(SOURCE MATERIAL Opens)
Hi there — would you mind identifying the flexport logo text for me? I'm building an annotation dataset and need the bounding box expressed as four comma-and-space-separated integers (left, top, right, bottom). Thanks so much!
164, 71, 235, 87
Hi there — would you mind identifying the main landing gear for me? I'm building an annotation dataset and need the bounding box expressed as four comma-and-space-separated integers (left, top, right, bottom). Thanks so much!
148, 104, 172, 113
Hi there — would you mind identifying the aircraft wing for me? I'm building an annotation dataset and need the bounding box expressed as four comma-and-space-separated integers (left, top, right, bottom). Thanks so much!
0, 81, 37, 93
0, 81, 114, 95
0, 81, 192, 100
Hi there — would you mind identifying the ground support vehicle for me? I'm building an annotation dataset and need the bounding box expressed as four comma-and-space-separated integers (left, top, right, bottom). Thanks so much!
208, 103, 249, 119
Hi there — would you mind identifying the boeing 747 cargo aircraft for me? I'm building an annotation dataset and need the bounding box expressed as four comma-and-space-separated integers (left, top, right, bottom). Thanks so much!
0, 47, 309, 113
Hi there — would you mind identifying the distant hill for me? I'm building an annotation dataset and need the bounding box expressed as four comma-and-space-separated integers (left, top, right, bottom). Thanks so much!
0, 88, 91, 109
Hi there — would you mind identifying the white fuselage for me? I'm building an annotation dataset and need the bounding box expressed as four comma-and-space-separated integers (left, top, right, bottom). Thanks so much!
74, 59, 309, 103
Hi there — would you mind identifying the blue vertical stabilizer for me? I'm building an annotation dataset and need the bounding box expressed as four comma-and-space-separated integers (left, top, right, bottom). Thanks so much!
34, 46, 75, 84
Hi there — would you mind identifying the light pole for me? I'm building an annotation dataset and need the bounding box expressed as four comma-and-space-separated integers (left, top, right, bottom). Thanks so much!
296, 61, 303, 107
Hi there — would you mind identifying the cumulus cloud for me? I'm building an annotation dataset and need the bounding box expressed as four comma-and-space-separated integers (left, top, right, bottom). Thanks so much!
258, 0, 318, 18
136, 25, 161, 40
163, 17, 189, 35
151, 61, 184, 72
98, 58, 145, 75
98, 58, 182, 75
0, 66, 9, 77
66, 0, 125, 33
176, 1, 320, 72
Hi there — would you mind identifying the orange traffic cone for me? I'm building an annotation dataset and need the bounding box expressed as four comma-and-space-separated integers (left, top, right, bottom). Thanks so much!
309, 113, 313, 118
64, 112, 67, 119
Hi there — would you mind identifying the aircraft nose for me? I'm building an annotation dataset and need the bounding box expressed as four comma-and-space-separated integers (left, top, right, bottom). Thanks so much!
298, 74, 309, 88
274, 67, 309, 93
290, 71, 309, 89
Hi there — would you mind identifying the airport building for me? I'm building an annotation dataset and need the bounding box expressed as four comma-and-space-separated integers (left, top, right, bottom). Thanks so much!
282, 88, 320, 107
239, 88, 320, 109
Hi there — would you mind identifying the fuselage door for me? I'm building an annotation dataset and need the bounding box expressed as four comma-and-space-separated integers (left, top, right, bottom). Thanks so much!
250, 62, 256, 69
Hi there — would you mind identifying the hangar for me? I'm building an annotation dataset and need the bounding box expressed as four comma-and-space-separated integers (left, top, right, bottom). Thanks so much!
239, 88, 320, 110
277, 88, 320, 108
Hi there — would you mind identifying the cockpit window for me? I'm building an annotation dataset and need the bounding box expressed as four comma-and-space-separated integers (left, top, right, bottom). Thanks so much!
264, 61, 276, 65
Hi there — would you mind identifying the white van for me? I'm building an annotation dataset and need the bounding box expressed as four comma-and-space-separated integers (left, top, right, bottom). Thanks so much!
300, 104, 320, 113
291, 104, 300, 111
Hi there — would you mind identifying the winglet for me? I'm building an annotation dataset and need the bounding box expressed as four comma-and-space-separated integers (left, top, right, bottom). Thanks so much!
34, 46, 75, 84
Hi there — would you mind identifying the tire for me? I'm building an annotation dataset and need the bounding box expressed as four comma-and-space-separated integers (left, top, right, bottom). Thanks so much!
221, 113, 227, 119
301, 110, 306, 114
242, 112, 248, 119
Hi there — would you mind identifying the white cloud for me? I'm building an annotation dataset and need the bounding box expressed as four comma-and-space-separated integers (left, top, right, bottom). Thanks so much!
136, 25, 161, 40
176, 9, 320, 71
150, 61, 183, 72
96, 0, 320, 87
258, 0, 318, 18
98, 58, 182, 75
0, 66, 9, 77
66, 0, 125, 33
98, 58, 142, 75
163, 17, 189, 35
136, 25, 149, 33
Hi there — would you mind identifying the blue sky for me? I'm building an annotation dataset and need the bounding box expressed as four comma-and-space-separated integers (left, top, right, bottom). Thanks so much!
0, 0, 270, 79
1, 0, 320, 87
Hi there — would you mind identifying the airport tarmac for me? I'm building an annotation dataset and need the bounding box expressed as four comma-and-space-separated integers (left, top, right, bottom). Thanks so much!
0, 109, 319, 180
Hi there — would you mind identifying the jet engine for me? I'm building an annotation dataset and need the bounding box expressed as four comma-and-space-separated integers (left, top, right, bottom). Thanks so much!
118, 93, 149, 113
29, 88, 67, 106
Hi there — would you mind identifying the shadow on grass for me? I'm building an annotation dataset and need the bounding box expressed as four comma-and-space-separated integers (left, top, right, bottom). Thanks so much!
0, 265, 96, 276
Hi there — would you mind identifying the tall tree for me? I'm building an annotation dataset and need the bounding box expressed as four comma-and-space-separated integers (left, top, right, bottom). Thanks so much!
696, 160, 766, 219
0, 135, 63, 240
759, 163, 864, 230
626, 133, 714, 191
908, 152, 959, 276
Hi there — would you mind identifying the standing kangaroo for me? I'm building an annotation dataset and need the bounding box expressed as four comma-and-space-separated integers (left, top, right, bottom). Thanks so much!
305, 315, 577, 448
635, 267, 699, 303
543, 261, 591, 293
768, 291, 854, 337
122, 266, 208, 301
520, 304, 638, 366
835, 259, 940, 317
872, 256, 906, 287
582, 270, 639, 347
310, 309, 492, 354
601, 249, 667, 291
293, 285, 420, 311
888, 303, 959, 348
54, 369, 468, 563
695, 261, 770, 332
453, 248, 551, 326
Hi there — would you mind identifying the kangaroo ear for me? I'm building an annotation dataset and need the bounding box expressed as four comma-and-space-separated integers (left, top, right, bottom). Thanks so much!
(SOURCE MATERIAL Closes)
■ TASK ITEM:
Give back the entries exactly. Omit none of them.

■ ANSWER TO THE PROBLEM:
Hi there — would you mind identifying the flexport logo text for me? I'm building an annotation dataset and need the bounding box expressed as four comma-and-space-separated integers (left, top, right, bottom). Thanks so much!
164, 71, 235, 87
Hi there — would you mind identifying the main landing gear for me? I'm building an annotation dataset and need the bounding box expressed as four comma-and-space-separated integers (left, top, right, bottom). Thanks so much!
148, 104, 172, 113
Hi there — would you mind identifying the aircraft wing for me? I'm building an annotation dataset and need the bounding box expressed as four comma-and-space-separated integers (left, top, right, bottom). Thanks so much!
0, 81, 37, 93
0, 81, 114, 95
0, 81, 192, 100
Hi there — would you mind identifying the ground support vehicle for me? I'm building an annotation dataset and need the bounding box expressed as four comma-and-space-separated integers (left, top, right, bottom). Thanks so much!
208, 103, 249, 119
Hi there — would you mind identifying the boeing 747 cargo aircraft for me? I'm building an annotation dataset and need the bounding box expressed as four comma-and-space-separated integers (left, top, right, bottom). Thanks so much!
0, 47, 309, 113
Hi there — would you mind identifying the distant hill for me? I'm building an annotation dataset and need the bounding box expressed as four comma-and-space-separated integers (left, top, right, bottom). Thanks so much!
0, 88, 91, 109
Hi there — would you mind identifying the white fuselage for me? I'm building an annotation dataset and need the bounding box expressed as four comma-and-space-separated integers (left, top, right, bottom). Thanks so much!
74, 59, 309, 103
Hi there — would you mind identifying the blue vertical stabilizer for me? I'm building an annotation dataset and need the bounding box expressed as four comma-and-space-separated integers (left, top, right, bottom). Thanks so much!
34, 46, 75, 84
Hi there — would you mind identifying the light pole for me? I'm building an annotation dataset and need the bounding box expressed as four comma-and-space-separated integers (left, top, right, bottom). Thanks so much!
296, 61, 303, 107
Hi there — would you mind identifying the cumulus cloud for me? I'm building an annotation dataset and need the bounding box expressed as four comma-and-space-separated integers (left, top, right, bottom). Thanks so much!
258, 0, 318, 18
136, 25, 161, 40
163, 17, 189, 35
151, 61, 184, 72
98, 58, 145, 75
98, 58, 182, 75
0, 66, 9, 77
66, 0, 125, 33
176, 1, 320, 72
Hi there — would you mind identifying the orange traffic cone for me? I'm building an annotation dataset and need the bounding box expressed as four comma-and-space-separated integers (left, top, right, bottom). Thanks so much!
309, 113, 313, 118
64, 112, 67, 119
Hi there — would you mind identifying the aircraft nose for me? I'm building an annotation dataset and need the bounding box expressed as four comma-and-space-separated integers (left, top, right, bottom). Thanks so much!
298, 74, 309, 88
274, 67, 309, 93
290, 71, 309, 89
Hi there — would you mind identifying the airport building for me? I'm building an annotation dataset and need the bounding box expressed as four comma-and-space-separated integers (left, top, right, bottom). Thanks so much!
282, 88, 320, 107
239, 88, 320, 109
Hi there — would you mind identifying the fuselage door for me? I'm building an annotation dataset and need the bounding box expressed as four comma-and-space-separated integers (left, top, right, bottom). Thanks so much!
250, 62, 256, 69
Hi there — would you mind identifying the hangar for me? I'm building an annotation dataset and need the bounding box expressed as four comma-and-space-separated integers (left, top, right, bottom). Thanks so much!
239, 88, 320, 110
277, 88, 320, 108
Hi there — would you mind identifying the cockpit window for me? I'm building an annotation dataset and need the bounding box expressed as four comma-and-space-separated integers (left, top, right, bottom). Thanks so much!
264, 61, 276, 65
Hi there — would you mind identifying the white van for me? I'm building an annotation dataset and need the bounding box expressed as four comma-and-space-separated integers (left, top, right, bottom). Thanks so much!
300, 104, 320, 113
291, 104, 300, 111
Hi there — would you mind identifying the winglet for me? I'm building an annotation dataset and need the bounding box expressed as four comma-and-space-separated integers (left, top, right, bottom). Thanks so much!
34, 46, 75, 84
Hi there — would you mind identifying the tire for me? I'm building an annotation dataset and need the bounding box expressed as four comma-and-space-separated integers (left, top, right, bottom). Thanks so much!
221, 113, 227, 119
301, 110, 306, 114
242, 112, 248, 119
Hi there — would you mind identifying the white cloud for me? I'm building an annotation dataset and need the bounding box expressed as four comma-and-space-separated integers (left, top, right, bottom). Thanks so much!
136, 25, 161, 40
176, 9, 320, 71
150, 61, 183, 72
96, 0, 320, 87
258, 0, 318, 18
98, 58, 182, 75
0, 66, 9, 77
66, 0, 125, 33
98, 58, 142, 75
163, 17, 189, 35
136, 25, 149, 33
Hi there — would you mind identifying the blue sky for me? I'm building an annotation dataset and need the bounding box expressed as four comma-and-space-separated integers (left, top, right, bottom). Thanks so much!
0, 0, 270, 79
1, 0, 320, 87
Hi there — would you mind identifying the airport tarmac for me? I'm building an annotation dataset and need the bounding box expressed as four comma-and-space-separated integers (left, top, right, bottom). Thanks so much!
0, 109, 319, 180
Hi there — would you mind identifying the jet engine for me? I'm building an annotation dataset and need the bounding box expressed as four comma-and-space-separated integers (left, top, right, bottom). Thanks so much!
118, 93, 149, 113
29, 88, 67, 106
Hi there — would you mind identifying the shadow on grass for me? I'm building an annotation dataset and need the bounding box expressed as four comma-and-space-separated integers (left, top, right, bottom). Thanks so much!
0, 265, 96, 276
Hi there — would you mind identifying the tall tree for me? I'm building an annotation dataset and need the bounding box expressed as four comma-and-space-separated integers (left, top, right, bottom). Thanks so much!
696, 160, 766, 219
0, 135, 63, 240
759, 163, 864, 230
626, 133, 714, 191
908, 152, 959, 276
Hi there — would you mind identifying the standing kangaroo for me? I'm building an annotation dataset and need the bounding box expressed as four comma-and-space-separated integers (left, top, right, bottom). Thanks so much!
305, 315, 577, 448
635, 267, 699, 303
543, 261, 591, 293
768, 291, 854, 337
122, 266, 208, 301
520, 304, 638, 366
835, 259, 940, 317
872, 256, 906, 287
582, 270, 639, 347
310, 309, 492, 354
601, 249, 667, 291
293, 285, 420, 311
888, 303, 959, 348
54, 369, 468, 563
695, 261, 770, 332
453, 248, 551, 326
Hi there — would you mind identifying the kangaroo ear for me? I'm building an annotation dataset and need the bounding box expressed as four comma-and-space-separated integers (left, top, right, bottom). Thanks so much!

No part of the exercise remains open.